Acne: A Step Closer to Self Acceptance

The body positivity movement has been a beacon of change in the media and its treatment of beauty standards. With the help of small organizations on the internet promoting self-love to big-name corporations creating inclusive commercials and products, people’s perception of themselves have started to shift for the better. Of course, there is still plenty more to overcome in this area. Still, this shift in mindset shows how impactful the promotion of self-acceptance can be. Seeing someone embrace insecurity similar to ours helps us better come to terms with our own bodies.

From weight gain to body hair to stretch marks, the body positivity movement seems to have tackled many of the most prominent and universal insecurities. However, there is still one naturally occurring feature that many people cannot move past the embarrassment of, and that is acne.

Acne is one of the most common features that can cause insecurity. With nearly 80% of Americans experiencing acne at some point in their life, it is clearly not something odd or disgusting. However, this is the message that is conveyed through media and perpetuated by many. This can be especially seen in teen movies, the same age range that is most impacted by acne. From a single pimple ruining prom night to the geeky kid with a face full of acne, the tropes are repeated over and over again. While it may not feel like anything more than a harmful joke in the moment, young people internalize these perceptions and will start to see their own acne as something shameful.

This mindset makes young people desperate to get rid of their ‘unsightly’ acne in any way possible. We all have, or know someone who has, fallen into the trap of trying all sorts of methods to get rid of hormone-induced acne (maybe some people had better luck, but for myself the only remedy was time). Some teens tried their luck with treatments like Proactive, others concocted at-home face masks, a few cut their own bangs to try and shield their foreheads, while many went on acne quelling medication. The lengths that young people went through to avoid the unsavory stereotype that go along with acne have been known to cause serious physical damage and negatively impact their self-image.

However, things are starting to change in the way young people view their relationship with acne. There has been a slow rise in ordinary people uploading pictures of their skin, red bumps, and acne scars in full view. As small as this may seem, it can do a lot for many people’s confidence. Those with acne can see their bumps as something neutral or beautiful. Even for people who have ‘grown out’ of their acne, watching others embrace their own skin can help dissolve the fear that comes whenever they look at a picture from their past. Normalizing and accepting our acne can bring us one step closer to feeling unburdened by beauty standards.

→ **STUDY MATERIAL**
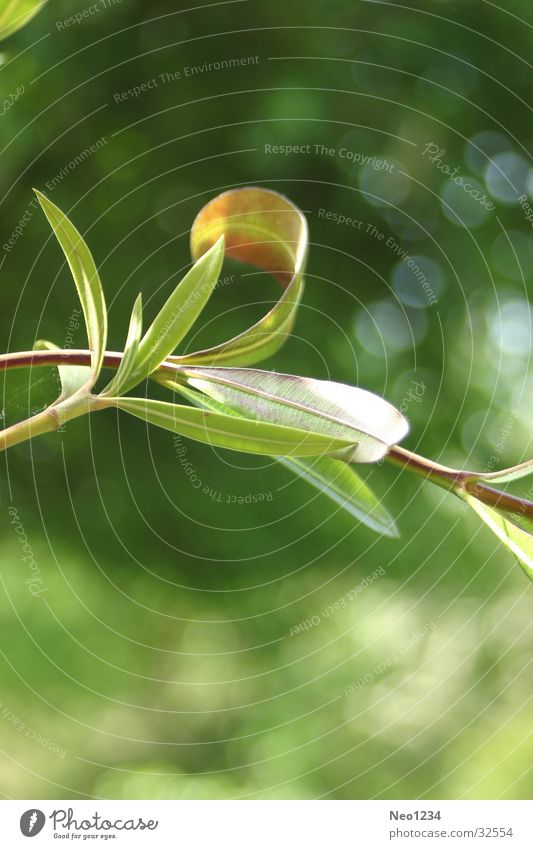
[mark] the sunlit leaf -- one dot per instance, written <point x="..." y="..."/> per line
<point x="227" y="431"/>
<point x="86" y="279"/>
<point x="179" y="313"/>
<point x="515" y="538"/>
<point x="72" y="377"/>
<point x="332" y="477"/>
<point x="266" y="230"/>
<point x="15" y="14"/>
<point x="342" y="483"/>
<point x="123" y="374"/>
<point x="370" y="424"/>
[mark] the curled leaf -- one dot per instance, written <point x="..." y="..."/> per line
<point x="264" y="229"/>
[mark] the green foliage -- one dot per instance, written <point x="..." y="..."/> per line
<point x="328" y="424"/>
<point x="515" y="538"/>
<point x="368" y="423"/>
<point x="87" y="282"/>
<point x="15" y="14"/>
<point x="343" y="485"/>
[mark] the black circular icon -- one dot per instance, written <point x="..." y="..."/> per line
<point x="32" y="822"/>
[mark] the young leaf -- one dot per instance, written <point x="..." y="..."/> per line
<point x="178" y="315"/>
<point x="86" y="279"/>
<point x="332" y="477"/>
<point x="230" y="431"/>
<point x="359" y="417"/>
<point x="342" y="484"/>
<point x="264" y="229"/>
<point x="16" y="13"/>
<point x="517" y="540"/>
<point x="119" y="382"/>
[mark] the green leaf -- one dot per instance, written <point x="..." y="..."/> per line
<point x="120" y="381"/>
<point x="179" y="313"/>
<point x="342" y="484"/>
<point x="86" y="279"/>
<point x="517" y="540"/>
<point x="72" y="378"/>
<point x="364" y="420"/>
<point x="507" y="475"/>
<point x="229" y="431"/>
<point x="264" y="229"/>
<point x="16" y="13"/>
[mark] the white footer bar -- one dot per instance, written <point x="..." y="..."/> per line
<point x="269" y="824"/>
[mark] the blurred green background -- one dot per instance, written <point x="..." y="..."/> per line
<point x="158" y="661"/>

→ **WORK INSTRUCTION**
In the text on acne and self-acceptance, turn the paragraph beginning "This mindset makes young people desperate" into a short bulleted list that keeps its main facts.

→ **WRITTEN RESPONSE**
- Young people become desperate to get rid of acne they see as "unsightly."
- Many try all sorts of methods against hormone-induced acne. For the writer, only time worked.
- Methods included treatments like Proactive, homemade face masks, cutting bangs to hide the forehead, and acne medication.
- These lengths, taken to avoid the stereotype tied to acne, have been known to cause serious physical damage and harm self-image.